— start Records shown —

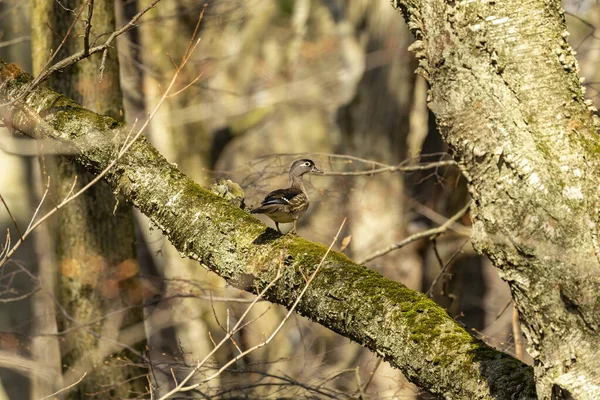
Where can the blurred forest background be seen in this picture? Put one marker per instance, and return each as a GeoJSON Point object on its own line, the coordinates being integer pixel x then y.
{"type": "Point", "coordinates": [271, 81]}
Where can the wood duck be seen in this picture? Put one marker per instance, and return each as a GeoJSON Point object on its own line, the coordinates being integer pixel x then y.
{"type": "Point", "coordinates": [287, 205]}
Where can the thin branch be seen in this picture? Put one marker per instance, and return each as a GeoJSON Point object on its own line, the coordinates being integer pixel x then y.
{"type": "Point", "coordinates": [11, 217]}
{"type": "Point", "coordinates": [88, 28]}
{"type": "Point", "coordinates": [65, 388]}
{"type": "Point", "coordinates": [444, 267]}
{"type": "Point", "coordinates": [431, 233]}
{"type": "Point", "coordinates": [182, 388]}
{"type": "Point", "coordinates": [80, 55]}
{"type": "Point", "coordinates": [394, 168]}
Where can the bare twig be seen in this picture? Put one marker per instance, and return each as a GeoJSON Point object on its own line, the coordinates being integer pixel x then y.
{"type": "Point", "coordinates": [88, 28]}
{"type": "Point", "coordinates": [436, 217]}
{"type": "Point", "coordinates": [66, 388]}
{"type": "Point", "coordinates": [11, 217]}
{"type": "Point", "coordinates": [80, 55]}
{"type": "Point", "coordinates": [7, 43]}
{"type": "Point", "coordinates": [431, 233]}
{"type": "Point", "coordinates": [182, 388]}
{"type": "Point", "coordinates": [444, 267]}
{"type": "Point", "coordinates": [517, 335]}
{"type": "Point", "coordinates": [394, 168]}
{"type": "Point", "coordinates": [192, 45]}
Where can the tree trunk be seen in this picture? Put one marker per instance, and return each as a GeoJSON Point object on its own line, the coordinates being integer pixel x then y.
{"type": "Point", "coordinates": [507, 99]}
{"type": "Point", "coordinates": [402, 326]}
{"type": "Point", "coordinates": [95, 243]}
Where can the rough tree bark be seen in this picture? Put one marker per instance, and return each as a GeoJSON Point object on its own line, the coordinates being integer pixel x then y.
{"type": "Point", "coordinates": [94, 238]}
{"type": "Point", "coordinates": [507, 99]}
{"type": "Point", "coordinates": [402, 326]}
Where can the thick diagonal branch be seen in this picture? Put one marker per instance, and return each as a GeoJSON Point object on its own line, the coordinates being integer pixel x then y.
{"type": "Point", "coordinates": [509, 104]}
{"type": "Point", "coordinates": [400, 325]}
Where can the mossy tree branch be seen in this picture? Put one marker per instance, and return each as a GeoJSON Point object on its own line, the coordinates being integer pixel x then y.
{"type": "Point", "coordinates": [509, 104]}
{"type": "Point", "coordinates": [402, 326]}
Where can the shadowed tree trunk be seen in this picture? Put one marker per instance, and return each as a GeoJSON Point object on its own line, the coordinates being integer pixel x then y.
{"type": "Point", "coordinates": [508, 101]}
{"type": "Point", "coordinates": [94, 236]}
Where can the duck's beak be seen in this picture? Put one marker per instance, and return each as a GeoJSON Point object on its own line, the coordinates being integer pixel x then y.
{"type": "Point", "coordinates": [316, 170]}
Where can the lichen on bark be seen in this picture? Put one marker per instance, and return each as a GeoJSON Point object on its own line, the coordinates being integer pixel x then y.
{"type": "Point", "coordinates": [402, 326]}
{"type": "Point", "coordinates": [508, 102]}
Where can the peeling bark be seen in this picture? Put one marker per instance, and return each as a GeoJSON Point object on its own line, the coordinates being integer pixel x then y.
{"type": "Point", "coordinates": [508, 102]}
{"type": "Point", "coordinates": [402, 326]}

— end Records shown —

[What you should do] Quote each entry above verbatim and drop the pictures.

[Output for this task]
Where can the blurred forest background be seen in this picture? Put one marker per instance, and return each as a GeoJSON Point object on its own line, the coordinates being integer pixel x then y.
{"type": "Point", "coordinates": [271, 81]}
Where can the wood duck be seen in this picture? Put one marker per instance, and return each as a GeoJSON Point object on its own line, the coordinates being integer pixel x then y.
{"type": "Point", "coordinates": [287, 205]}
Where can the thin branch be seen in this picture? Put one marker per instance, and return each as a GeoJSON Point object on its own line, the coordinates being integer pixel x then y.
{"type": "Point", "coordinates": [11, 217]}
{"type": "Point", "coordinates": [88, 28]}
{"type": "Point", "coordinates": [65, 388]}
{"type": "Point", "coordinates": [444, 267]}
{"type": "Point", "coordinates": [431, 233]}
{"type": "Point", "coordinates": [182, 388]}
{"type": "Point", "coordinates": [80, 55]}
{"type": "Point", "coordinates": [394, 168]}
Where can the bare twig be seen in this picture? Put one marker per instance, and return each as a GeoJSON Point object on its own line, the coordinates being integer pixel x then y.
{"type": "Point", "coordinates": [88, 28]}
{"type": "Point", "coordinates": [436, 217]}
{"type": "Point", "coordinates": [66, 388]}
{"type": "Point", "coordinates": [11, 217]}
{"type": "Point", "coordinates": [80, 55]}
{"type": "Point", "coordinates": [7, 43]}
{"type": "Point", "coordinates": [431, 233]}
{"type": "Point", "coordinates": [182, 388]}
{"type": "Point", "coordinates": [444, 267]}
{"type": "Point", "coordinates": [517, 335]}
{"type": "Point", "coordinates": [394, 168]}
{"type": "Point", "coordinates": [192, 45]}
Where can the tree trunk be seen in this picture? Put one marker per instance, and return each as a GeoJSON Point object on its own line, the coordinates being integer pixel x then y.
{"type": "Point", "coordinates": [507, 99]}
{"type": "Point", "coordinates": [402, 326]}
{"type": "Point", "coordinates": [95, 243]}
Where can the rough tree bark be seen in this picture? Put one marker per instance, and return each as a GeoJSON Point object on its own line, the coordinates being integer pixel x then y.
{"type": "Point", "coordinates": [94, 238]}
{"type": "Point", "coordinates": [507, 99]}
{"type": "Point", "coordinates": [402, 326]}
Where can the thick diagonal branch be seen in this picture? Put one marker per instance, and return each as a GeoJSON Point object on its own line, the coordinates being integer pixel x then y.
{"type": "Point", "coordinates": [509, 104]}
{"type": "Point", "coordinates": [400, 325]}
Where can the mossy tree branch be seen in this picture? Put one marker per instance, and return each as a GeoJSON Point object on its own line, the coordinates being integer pixel x then y.
{"type": "Point", "coordinates": [509, 104]}
{"type": "Point", "coordinates": [402, 326]}
Where can the shadowed tree trunk be seen in this picture? Put one marker per instance, and return each as a GeoJSON Point object on its own line, the coordinates being integer pixel x then y.
{"type": "Point", "coordinates": [508, 101]}
{"type": "Point", "coordinates": [94, 236]}
Where can the duck's beak be seen in this picture? Put one marker per instance, and return each as a GeoJSON Point object on its own line, the coordinates being integer pixel x then y.
{"type": "Point", "coordinates": [316, 170]}
Where can the lichen on bark be seen in this picture? Put one marker per instance, and return each as a GeoJSON Point object on its own line, the coordinates being integer pixel x then y.
{"type": "Point", "coordinates": [402, 326]}
{"type": "Point", "coordinates": [508, 102]}
Where can the peeling bark be seen in this picture? Put one marker per instance, and return each as a GeoJSON Point object on its own line, the coordinates being integer pixel x then y.
{"type": "Point", "coordinates": [508, 102]}
{"type": "Point", "coordinates": [402, 326]}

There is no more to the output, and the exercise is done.